━━━━━ Items ━━━━━

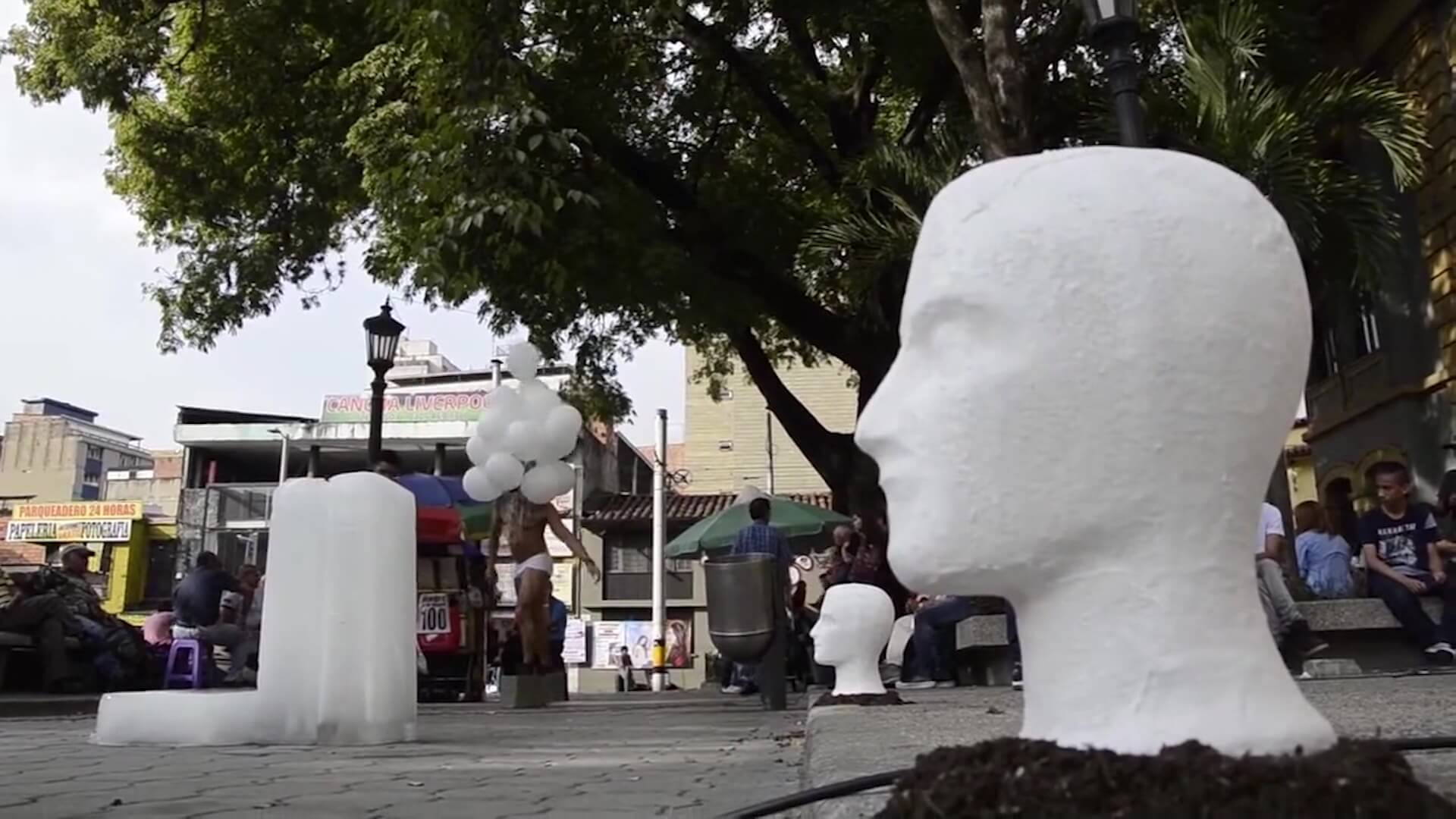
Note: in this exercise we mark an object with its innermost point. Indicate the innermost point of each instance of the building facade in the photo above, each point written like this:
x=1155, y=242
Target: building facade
x=1381, y=381
x=736, y=442
x=55, y=450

━━━━━

Output the lines above as a numbered list, skipping any blank lines and leaving out the pictures.

1. Note: in this exercise we mark an object with its innermost point. Indicate the innermost point of each instance of the building facade in the photo above, each point written like this:
2. x=1155, y=242
3. Target: building facade
4. x=1381, y=381
5. x=736, y=442
6. x=55, y=450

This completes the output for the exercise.